= Task details =
Print the entries exactly; no image belongs in the copy.

** Entries provided follows **

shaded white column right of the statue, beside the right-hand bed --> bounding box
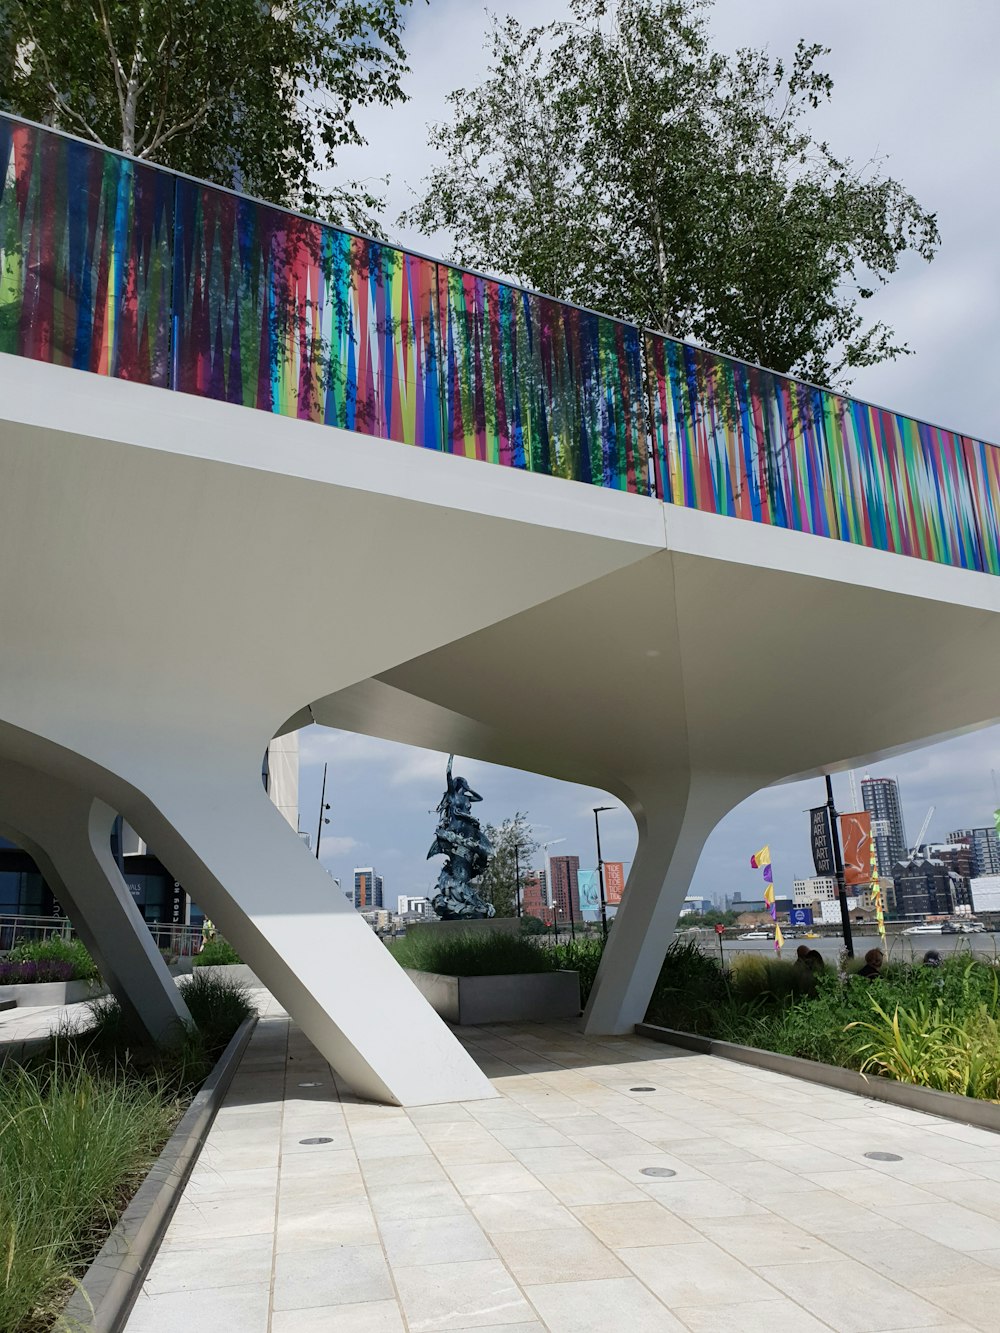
[584,774,767,1034]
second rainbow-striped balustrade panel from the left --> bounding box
[173,180,440,448]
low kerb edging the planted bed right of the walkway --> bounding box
[636,1022,1000,1133]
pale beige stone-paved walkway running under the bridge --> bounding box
[128,997,1000,1333]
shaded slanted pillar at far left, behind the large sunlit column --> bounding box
[0,761,191,1041]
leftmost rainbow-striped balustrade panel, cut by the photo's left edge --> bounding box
[0,116,173,388]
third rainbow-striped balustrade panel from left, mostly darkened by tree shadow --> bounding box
[437,264,649,495]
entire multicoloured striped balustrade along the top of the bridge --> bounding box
[0,116,1000,575]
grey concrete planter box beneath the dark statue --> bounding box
[404,968,580,1026]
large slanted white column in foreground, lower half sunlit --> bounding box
[129,767,496,1106]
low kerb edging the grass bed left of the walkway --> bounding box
[55,1017,257,1333]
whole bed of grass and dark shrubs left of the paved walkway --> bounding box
[0,974,253,1333]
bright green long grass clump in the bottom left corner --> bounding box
[0,1057,179,1333]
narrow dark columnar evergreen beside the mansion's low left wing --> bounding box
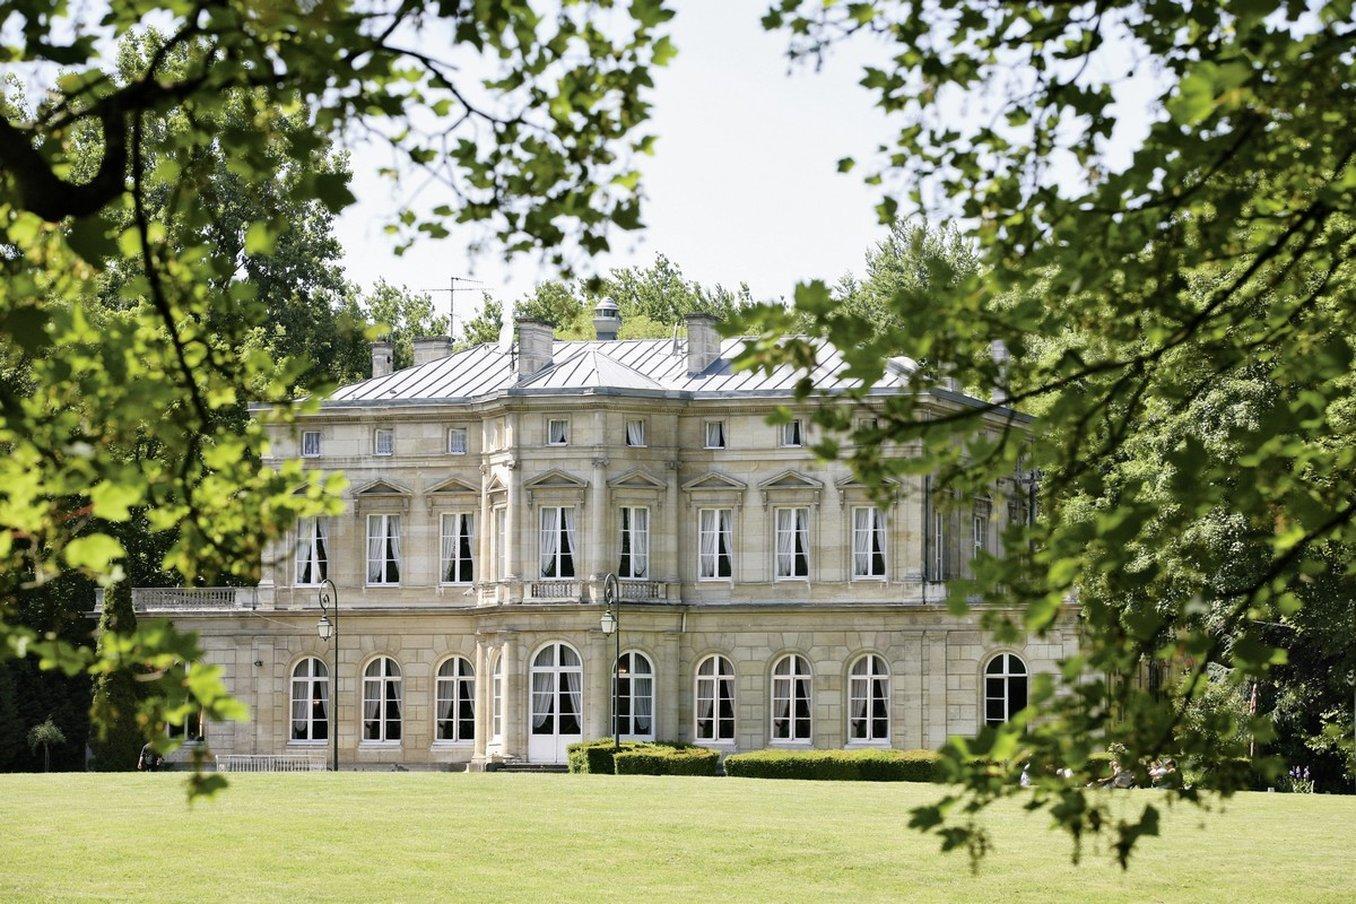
[89,580,145,773]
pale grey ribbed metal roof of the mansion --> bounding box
[324,337,914,405]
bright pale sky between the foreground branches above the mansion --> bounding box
[339,0,888,336]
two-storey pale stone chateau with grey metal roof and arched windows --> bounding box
[136,302,1077,768]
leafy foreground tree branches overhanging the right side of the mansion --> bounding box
[734,0,1356,865]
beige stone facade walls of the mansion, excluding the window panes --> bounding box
[153,323,1057,767]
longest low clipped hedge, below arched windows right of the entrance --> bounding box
[725,749,941,782]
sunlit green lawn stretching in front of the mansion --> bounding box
[0,773,1356,904]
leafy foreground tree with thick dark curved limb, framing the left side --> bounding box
[0,0,673,793]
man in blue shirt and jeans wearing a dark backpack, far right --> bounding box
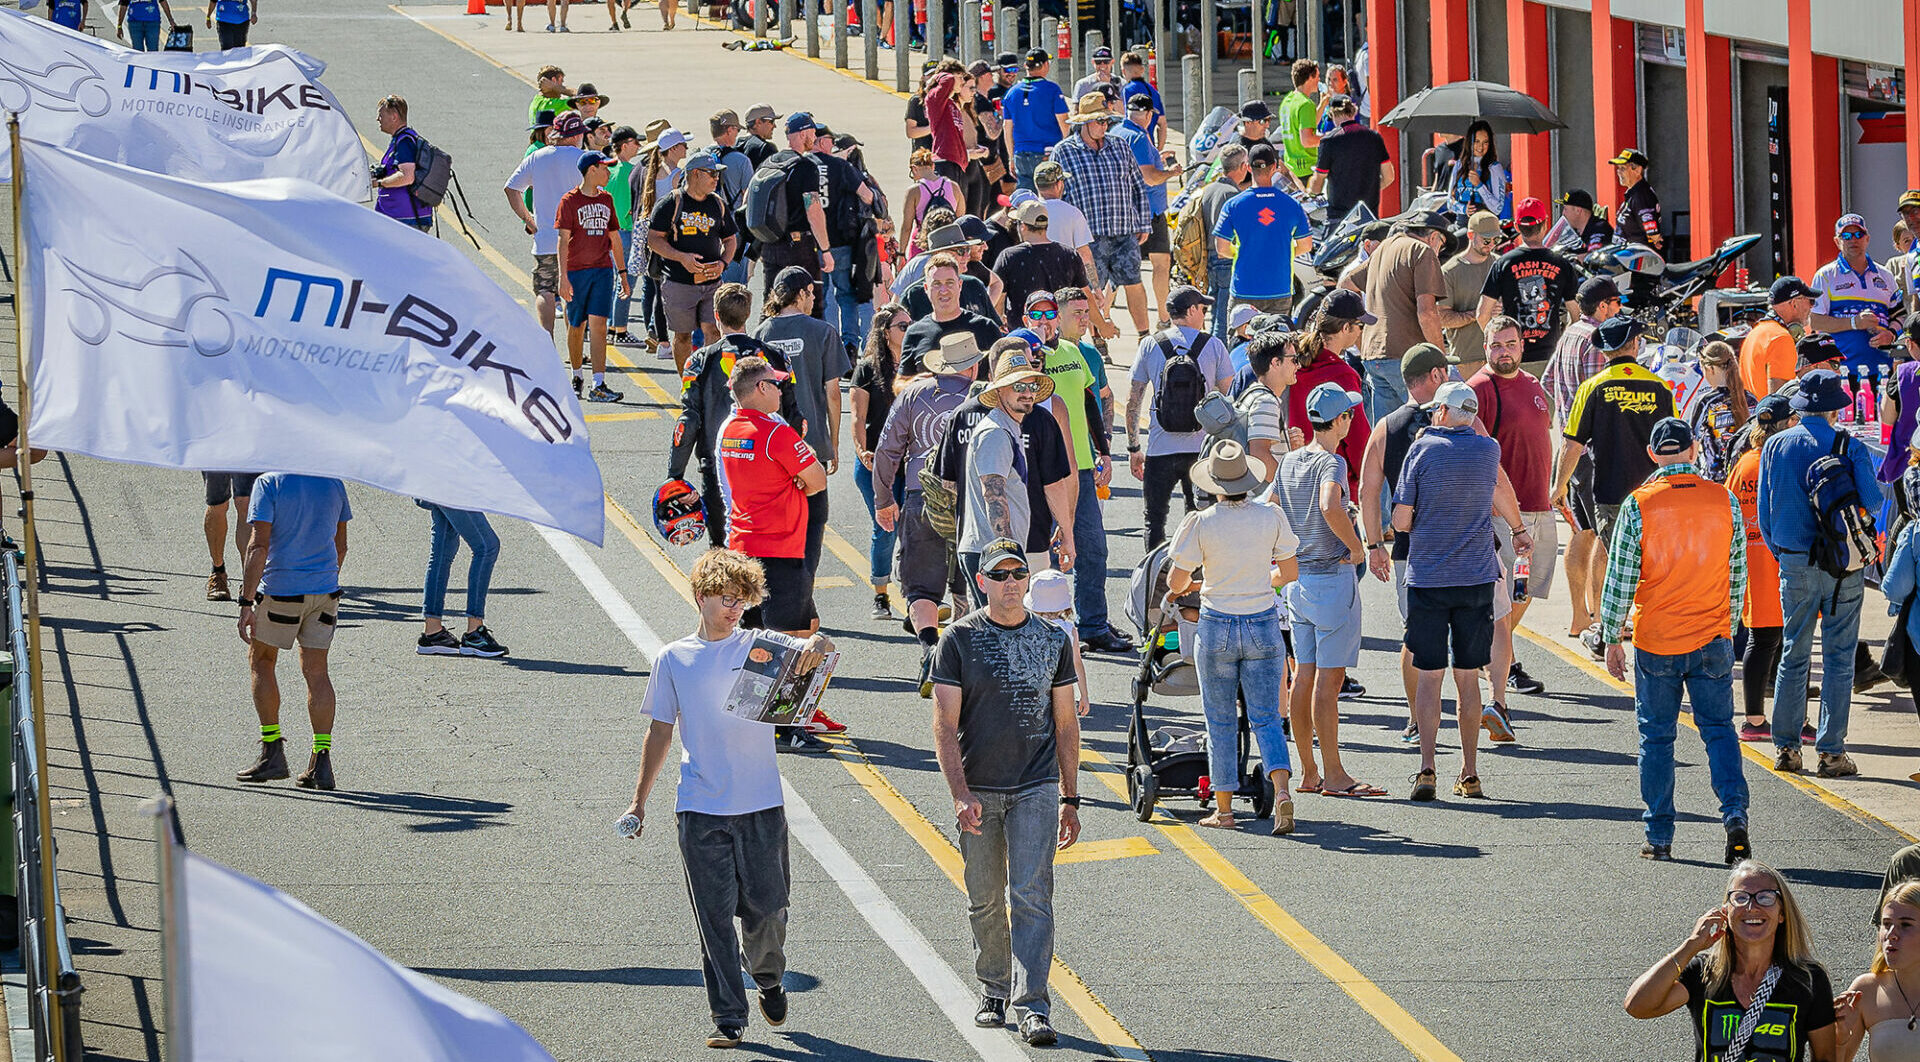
[1755,369,1878,778]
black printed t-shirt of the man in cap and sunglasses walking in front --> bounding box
[933,609,1075,793]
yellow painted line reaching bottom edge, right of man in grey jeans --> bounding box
[1081,749,1461,1062]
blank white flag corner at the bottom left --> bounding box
[180,851,553,1062]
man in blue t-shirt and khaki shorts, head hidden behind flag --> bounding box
[234,472,353,789]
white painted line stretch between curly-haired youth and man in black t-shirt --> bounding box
[780,778,1027,1062]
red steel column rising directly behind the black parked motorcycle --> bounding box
[1686,0,1734,257]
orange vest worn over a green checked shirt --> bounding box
[1634,472,1745,657]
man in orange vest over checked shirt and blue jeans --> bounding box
[1599,417,1753,866]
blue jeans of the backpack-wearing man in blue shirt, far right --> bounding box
[1772,551,1866,755]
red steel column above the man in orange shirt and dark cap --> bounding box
[1788,0,1841,277]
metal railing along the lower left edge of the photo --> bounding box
[0,542,83,1062]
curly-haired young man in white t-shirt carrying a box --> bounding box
[626,549,833,1047]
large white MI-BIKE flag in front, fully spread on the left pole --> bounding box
[21,140,605,545]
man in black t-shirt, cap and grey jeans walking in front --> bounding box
[933,538,1079,1047]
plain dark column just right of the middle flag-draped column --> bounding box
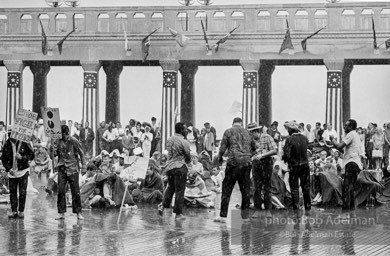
[179,63,198,125]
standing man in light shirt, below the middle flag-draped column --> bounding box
[159,122,191,220]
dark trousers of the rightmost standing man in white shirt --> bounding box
[343,162,360,211]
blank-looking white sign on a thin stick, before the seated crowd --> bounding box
[121,156,149,179]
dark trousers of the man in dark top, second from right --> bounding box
[288,164,311,210]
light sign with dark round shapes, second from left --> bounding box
[41,107,61,139]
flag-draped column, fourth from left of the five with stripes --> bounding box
[240,60,260,126]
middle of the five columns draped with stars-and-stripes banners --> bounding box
[160,60,180,150]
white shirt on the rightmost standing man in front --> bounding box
[343,131,362,169]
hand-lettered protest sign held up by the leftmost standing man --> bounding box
[11,109,38,142]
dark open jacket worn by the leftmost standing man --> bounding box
[1,139,34,172]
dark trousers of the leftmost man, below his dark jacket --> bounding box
[9,172,28,212]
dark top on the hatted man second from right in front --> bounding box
[283,133,309,167]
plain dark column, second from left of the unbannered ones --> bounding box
[103,61,123,122]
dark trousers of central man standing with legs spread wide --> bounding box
[219,164,252,219]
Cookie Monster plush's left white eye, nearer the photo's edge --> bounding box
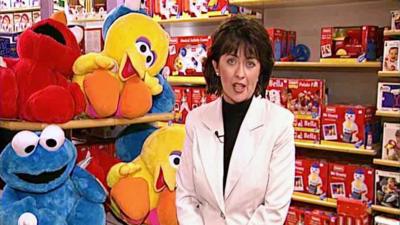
[11,130,39,157]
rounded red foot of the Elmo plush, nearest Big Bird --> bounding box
[20,85,75,123]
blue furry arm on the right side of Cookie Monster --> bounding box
[71,166,106,203]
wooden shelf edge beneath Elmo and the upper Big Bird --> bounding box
[0,113,175,130]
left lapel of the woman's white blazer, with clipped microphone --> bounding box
[199,98,225,213]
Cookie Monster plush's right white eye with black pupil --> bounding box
[40,125,65,151]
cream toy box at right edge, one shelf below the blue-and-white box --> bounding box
[382,123,400,162]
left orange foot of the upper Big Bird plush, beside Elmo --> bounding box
[83,70,120,118]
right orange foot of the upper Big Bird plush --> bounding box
[117,77,152,118]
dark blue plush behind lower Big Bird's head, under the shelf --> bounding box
[115,123,157,162]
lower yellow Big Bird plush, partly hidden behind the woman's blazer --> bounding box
[107,126,185,225]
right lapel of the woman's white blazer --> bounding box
[225,97,265,199]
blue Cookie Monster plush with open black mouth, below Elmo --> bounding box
[0,125,106,225]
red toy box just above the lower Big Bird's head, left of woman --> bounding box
[173,87,192,123]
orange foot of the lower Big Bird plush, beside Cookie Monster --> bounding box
[110,177,150,224]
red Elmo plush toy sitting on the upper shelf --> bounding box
[0,19,86,123]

** End of Entries provided **

= Response =
shaded white column right of the statue, beside the right-hand bed --> bounding box
[584,774,767,1034]
second rainbow-striped balustrade panel from the left --> bounding box
[173,180,440,448]
low kerb edging the planted bed right of the walkway --> bounding box
[636,1022,1000,1133]
pale beige stone-paved walkway running under the bridge --> bounding box
[128,997,1000,1333]
shaded slanted pillar at far left, behind the large sunlit column --> bounding box
[0,761,191,1041]
leftmost rainbow-striped balustrade panel, cut by the photo's left edge --> bounding box
[0,116,173,388]
third rainbow-striped balustrade panel from left, mostly darkened by tree shadow --> bounding box
[437,264,649,495]
entire multicoloured striped balustrade along the top of the bridge --> bounding box
[0,116,1000,575]
grey concrete planter box beneath the dark statue --> bounding box
[404,968,580,1026]
large slanted white column in foreground, lower half sunlit --> bounding box
[129,767,496,1106]
low kerb edging the grass bed left of the walkway --> bounding box
[55,1017,257,1333]
whole bed of grass and dark shrubs left of the paved walkway --> bounding box
[0,974,253,1333]
bright green long grass clump in the bottom left corner --> bounding box
[0,1057,179,1333]
narrow dark columnar evergreen beside the mansion's low left wing --> bounding box
[89,580,145,773]
pale grey ribbed metal roof of the mansion --> bounding box
[324,337,914,405]
bright pale sky between the foreground branches above the mansion --> bounding box
[339,0,888,336]
two-storey pale stone chateau with grey metal roof and arched windows --> bounding box
[136,302,1077,768]
leafy foreground tree branches overhanging the right side of the mansion --> bounding box
[734,0,1356,865]
beige stone facade walls of the mansion, excluding the window panes --> bounding box
[153,323,1057,767]
longest low clipped hedge, below arched windows right of the entrance --> bounding box
[725,749,941,782]
sunlit green lawn stretching in front of the mansion --> bounding box
[0,773,1356,904]
leafy foreground tree with thick dark curved limb, framing the left side --> bounding box
[0,0,673,793]
man in blue shirt and jeans wearing a dark backpack, far right --> bounding box
[1755,369,1878,778]
black printed t-shirt of the man in cap and sunglasses walking in front --> bounding box
[933,609,1075,793]
yellow painted line reaching bottom edge, right of man in grey jeans --> bounding box
[1081,749,1461,1062]
blank white flag corner at the bottom left --> bounding box
[180,851,553,1062]
man in blue t-shirt and khaki shorts, head hidden behind flag --> bounding box
[234,472,353,789]
white painted line stretch between curly-haired youth and man in black t-shirt --> bounding box
[780,778,1027,1062]
red steel column rising directly behind the black parked motorcycle --> bounding box
[1686,0,1734,257]
orange vest worn over a green checked shirt --> bounding box
[1634,472,1745,657]
man in orange vest over checked shirt and blue jeans --> bounding box
[1599,417,1753,866]
blue jeans of the backpack-wearing man in blue shirt, far right --> bounding box
[1772,551,1866,755]
red steel column above the man in orange shirt and dark cap --> bounding box
[1788,0,1841,277]
metal railing along the lower left edge of the photo --> bounding box
[0,542,83,1062]
curly-haired young man in white t-shirt carrying a box --> bounding box
[626,549,833,1047]
large white MI-BIKE flag in front, fully spread on the left pole --> bounding box
[21,140,605,545]
man in black t-shirt, cap and grey jeans walking in front --> bounding box
[933,538,1079,1047]
plain dark column just right of the middle flag-draped column --> bounding box
[179,63,198,125]
standing man in light shirt, below the middle flag-draped column --> bounding box
[159,122,191,220]
dark trousers of the rightmost standing man in white shirt --> bounding box
[343,162,360,211]
blank-looking white sign on a thin stick, before the seated crowd --> bounding box
[121,156,149,179]
dark trousers of the man in dark top, second from right --> bounding box
[288,164,311,210]
light sign with dark round shapes, second from left --> bounding box
[41,107,61,139]
flag-draped column, fourth from left of the five with stripes --> bounding box
[240,60,260,126]
middle of the five columns draped with stars-and-stripes banners --> bounding box
[160,60,180,150]
white shirt on the rightmost standing man in front --> bounding box
[343,131,362,169]
hand-lettered protest sign held up by the leftmost standing man --> bounding box
[11,109,38,142]
dark open jacket worn by the leftmost standing man --> bounding box
[1,139,34,172]
dark trousers of the leftmost man, below his dark jacket --> bounding box
[9,172,28,212]
dark top on the hatted man second from right in front --> bounding box
[283,133,309,167]
plain dark column, second from left of the unbannered ones --> bounding box
[103,61,123,122]
dark trousers of central man standing with legs spread wide --> bounding box
[219,164,252,219]
Cookie Monster plush's left white eye, nearer the photo's edge --> bounding box
[11,130,39,157]
rounded red foot of the Elmo plush, nearest Big Bird --> bounding box
[20,85,75,123]
blue furry arm on the right side of Cookie Monster --> bounding box
[71,166,106,203]
wooden shelf edge beneath Elmo and the upper Big Bird --> bounding box
[0,113,175,130]
left lapel of the woman's white blazer, with clipped microphone --> bounding box
[199,98,225,213]
Cookie Monster plush's right white eye with black pupil --> bounding box
[40,125,65,151]
cream toy box at right edge, one shelf below the blue-and-white box --> bounding box
[382,123,400,162]
left orange foot of the upper Big Bird plush, beside Elmo --> bounding box
[83,70,120,118]
right orange foot of the upper Big Bird plush --> bounding box
[117,77,152,118]
dark blue plush behind lower Big Bird's head, under the shelf --> bounding box
[115,123,157,162]
lower yellow Big Bird plush, partly hidden behind the woman's blazer --> bounding box
[107,126,185,225]
right lapel of the woman's white blazer --> bounding box
[225,97,265,199]
blue Cookie Monster plush with open black mouth, below Elmo --> bounding box
[0,125,106,225]
red toy box just above the lower Big Bird's head, left of woman --> bounding box
[173,87,192,123]
orange foot of the lower Big Bird plush, beside Cookie Monster --> bounding box
[110,177,150,224]
red Elmo plush toy sitting on the upper shelf --> bounding box
[0,19,86,123]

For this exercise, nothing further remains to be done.